Sorry for your lose GG. But dont doubt yourself and the care youve been given to your fishes. You are one of the few I consider on this board to be an "expert" in the piranha hobby. What happened today could happen to anybody.


----------



## Grosse Gurke (Jan 3, 2003)

I appreciate the kind words...and I have lost fish over the years...but nothing like this. Im just not sure what I am going to do in this hobby anymore. Of course I am drunk....and I am sure I will get over this loss in a little while....but I just dont know....this really hit home.

And really...this was my fault. I could have done things differently to ensure something like this didnt happen. I just didnt see two heaters failing on me...and with my waterchange system...I was pumping cold water into a nonheated tank which just accentuated the situation.


----------



## Winkyee (Feb 17, 2003)

Geeze man, Thats terrible.


----------



## Dr. Giggles (Oct 18, 2003)

Thats f'd up Jeff. To me the most frustrating part of this hobby besides a healthy appearing beauty of a fish just keeling over for no apparent reason is mechanical failure. It happens with ebos, marineland's, won brothers titaniums, etc... it happens with all of them. You just hope you catch it before damage occurs. Same thing with filters, you just never know. I try every day to at least make a pass at every tank just to make sure filters are running and touch the tanks as i pass by to make sure they are heated around the same temp. I know exactly how you feel man. The fish over the years that I lost to no apparent reason or mechanical failure is mind boggling. And yes, it does piss me off like you feel.







All you can do is take your time to get over it whether its months or not and start again another setup.

| Given data |

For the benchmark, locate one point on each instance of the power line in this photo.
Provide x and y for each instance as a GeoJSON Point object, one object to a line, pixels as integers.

| Exercise instructions |
A. Output the part of the piranha forum thread that begins at the words "## Grosse Gurke" and stops after "really hit home.".
B. Carry the piranha forum thread on from the point where it stops.

| Expected responses |
A.
## Grosse Gurke (Jan 3, 2003)

I appreciate the kind words...and I have lost fish over the years...but nothing like this. Im just not sure what I am going to do in this hobby anymore. Of course I am drunk....and I am sure I will get over this loss in a little while....but I just dont know....this really hit home.

B.
Maybe your dream of a tank full of Dents will come to fruition.


----------



## Sheppard (Jul 8, 2004)

wow. That is such a huge loss. I can only imagine the feeling of it. I have lost afew big caribe and 2 pirayas all within the last year and that hurt me pretty badly. But fish like these and actually having raised them from much smaller than when I had mine..that would be alot worse.

I had the same feeling last time I lost a fish. I just looked at my 180g and everything associated with it and said "I wonder how much all this is worth" Of course you think about selling but i'm happy I didn't because that's just a very hasty decision and I hope you don't sell off everything.

When I lost my fish it wasn't even the money that saddened me, I could care less. But it was the time I invested in them. The extra measures I would take to care for them. You obviously did that too because I have seen your tanks before and you had a waterchange system for them for eff sakes!

Anyways, Sorry to hear the news. It is most definitley a big hit to you and I hope the pain in your nuts goes away over time. On a brighter note, with this door closed a new one has opened! This gives you the opportunity to go in another direction which is always exciting. Maybe a monster Rhom? Maybe more saltwater?


----------



## Coldfire (Aug 20, 2003)

WOW, what a loss. My heart goes out for your loss. Loseing a fish sucks, but when you lose several at a time that is even worse.










I know the feeling. A while ago I killed four Nattereri (I know it is not the same as your Geryi, but) after a large water change. No idea why. I was crushed. I had grown those Nattereri from less than 1", and I would guess they were around the 9"-10" mark.


----------



## waldron (Jan 15, 2007)

wow gg, sorry to hear, personally i have not lost a prized fish yet in this hobby, but i am sure when it happens mr. tequila will be talking for me aswell..

Sorry to hear.


----------



## moron (May 26, 2006)

Sorry about you loss gg. That must really suck.


----------



## bigshawn (Dec 29, 2005)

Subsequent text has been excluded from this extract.